### TASK DESCRIPTION
Without the pictures, copy the entries below word for word.

+++

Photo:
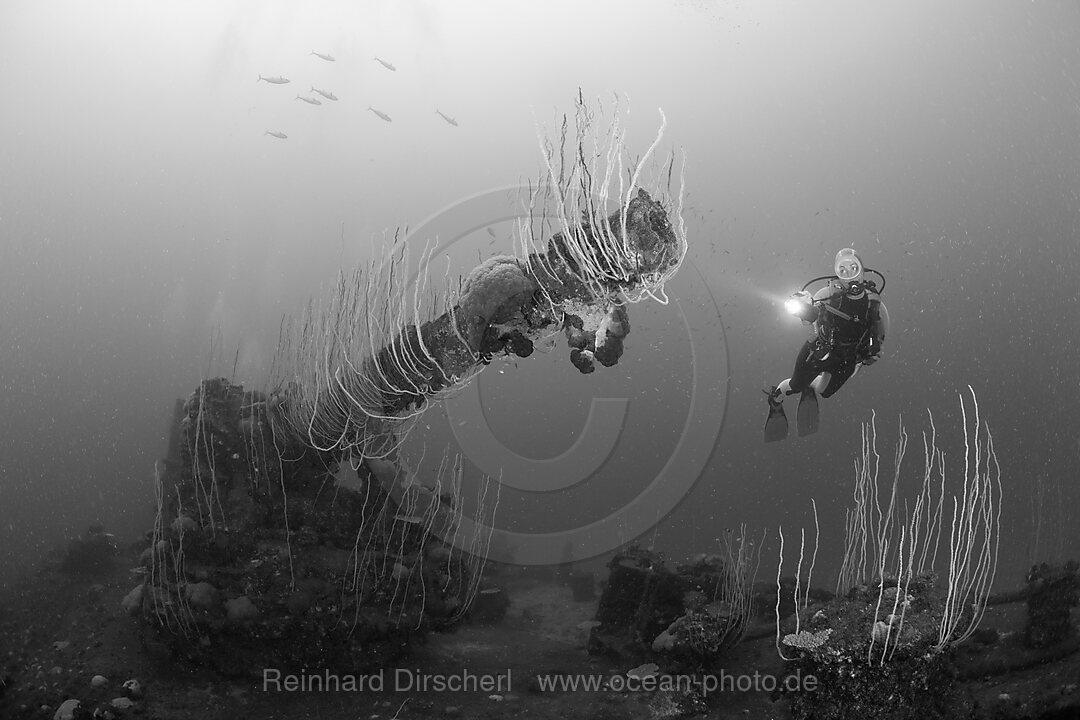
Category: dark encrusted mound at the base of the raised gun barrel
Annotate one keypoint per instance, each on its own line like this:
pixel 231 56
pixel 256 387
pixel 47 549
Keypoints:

+++

### TASK OUTPUT
Photo:
Category: dark encrusted mound at the base of the raised gun barrel
Annotate one keypoint per instance, each on its own line like this:
pixel 231 56
pixel 256 387
pixel 47 549
Keypoints:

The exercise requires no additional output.